(Goal):
Return the data below verbatim, leaving out the pictures.

####################

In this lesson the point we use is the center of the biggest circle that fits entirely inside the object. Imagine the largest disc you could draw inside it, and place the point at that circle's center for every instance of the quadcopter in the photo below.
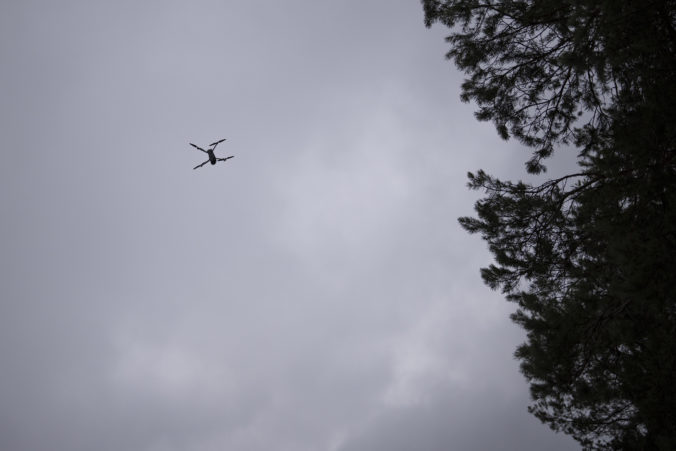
(212, 158)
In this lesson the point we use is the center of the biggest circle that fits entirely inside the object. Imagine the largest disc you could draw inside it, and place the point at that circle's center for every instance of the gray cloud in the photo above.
(314, 292)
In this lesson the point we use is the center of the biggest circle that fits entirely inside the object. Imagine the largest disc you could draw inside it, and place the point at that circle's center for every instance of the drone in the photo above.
(212, 158)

####################

(The reply):
In this lesson the point we use is the center of the biggest circle that fits entirely inside the object. Imagine the largest disc you could draw inside it, and place the point at that circle's center for every instance of the quadcopter in the photo below.
(212, 158)
In this lesson the point we use is the center of the biggest circle that fits entirely inside the object. Imagine the largest disc you could draw inside it, and place the point at that circle's center for every instance of the gray cloud in the photo above.
(314, 292)
In this lesson the point we use is the center of the biggest circle that fits entirely inside the object. Imagine the largest disc you could draw inside it, and place the point at that circle's center for every instance of the drone in the photo above.
(212, 158)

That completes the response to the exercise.